● **WHAT YOU ARE ASKED TO DO**
Give the part of the records that opens with the line containing "Keep to these rules. Indicate every instance of the blurred" and runs through the end of the records as a JSON list of strings, one string per line, with blank lines omitted.

* START *

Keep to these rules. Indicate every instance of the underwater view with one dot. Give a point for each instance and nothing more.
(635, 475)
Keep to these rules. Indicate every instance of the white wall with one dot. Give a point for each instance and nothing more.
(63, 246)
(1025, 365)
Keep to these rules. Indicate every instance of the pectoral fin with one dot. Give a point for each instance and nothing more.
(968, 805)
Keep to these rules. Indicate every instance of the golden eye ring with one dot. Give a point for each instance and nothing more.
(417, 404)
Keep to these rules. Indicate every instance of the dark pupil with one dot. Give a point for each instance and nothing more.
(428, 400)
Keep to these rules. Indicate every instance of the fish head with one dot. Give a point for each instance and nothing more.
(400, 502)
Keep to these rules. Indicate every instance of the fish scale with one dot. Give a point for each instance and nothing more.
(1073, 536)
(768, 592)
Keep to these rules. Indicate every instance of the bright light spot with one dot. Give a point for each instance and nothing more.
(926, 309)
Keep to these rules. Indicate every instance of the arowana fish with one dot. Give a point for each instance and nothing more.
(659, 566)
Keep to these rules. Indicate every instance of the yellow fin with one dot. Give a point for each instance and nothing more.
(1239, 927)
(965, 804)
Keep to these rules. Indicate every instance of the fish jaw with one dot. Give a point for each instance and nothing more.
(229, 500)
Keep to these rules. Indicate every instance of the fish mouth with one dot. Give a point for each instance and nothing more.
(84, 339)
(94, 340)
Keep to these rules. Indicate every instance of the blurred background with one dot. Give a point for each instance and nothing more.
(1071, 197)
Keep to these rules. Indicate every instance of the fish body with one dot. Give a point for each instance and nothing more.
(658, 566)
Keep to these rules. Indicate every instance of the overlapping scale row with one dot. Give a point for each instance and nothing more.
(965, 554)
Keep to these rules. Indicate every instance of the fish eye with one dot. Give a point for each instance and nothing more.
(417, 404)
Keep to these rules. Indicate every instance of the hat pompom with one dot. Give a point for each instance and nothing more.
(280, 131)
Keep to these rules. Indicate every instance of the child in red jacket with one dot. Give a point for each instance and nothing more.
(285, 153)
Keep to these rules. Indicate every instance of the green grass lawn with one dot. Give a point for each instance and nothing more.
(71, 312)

* END *

● **RESULT FOR THIS TASK**
[
  "Keep to these rules. Indicate every instance of the blurred background with one dot. Give a point for each instance and nothing more.",
  "(1071, 197)",
  "Keep to these rules. Indicate every instance of the fish body with one dot. Give a point for each instance and nothing more.",
  "(658, 566)",
  "Keep to these rules. Indicate every instance of the overlapping scale row with one dot. Give a point for each instance and nothing more.",
  "(965, 554)",
  "Keep to these rules. Indicate every instance of the fish eye with one dot. Give a point for each instance and nothing more.",
  "(417, 404)",
  "Keep to these rules. Indicate every instance of the hat pompom with one dot. Give a point for each instance and nothing more.",
  "(280, 131)",
  "Keep to these rules. Indicate every instance of the child in red jacket with one dot. Give a point for each instance and nothing more.",
  "(285, 153)",
  "Keep to these rules. Indicate every instance of the green grass lawn with one dot. Give a point for each instance and nothing more.",
  "(71, 312)"
]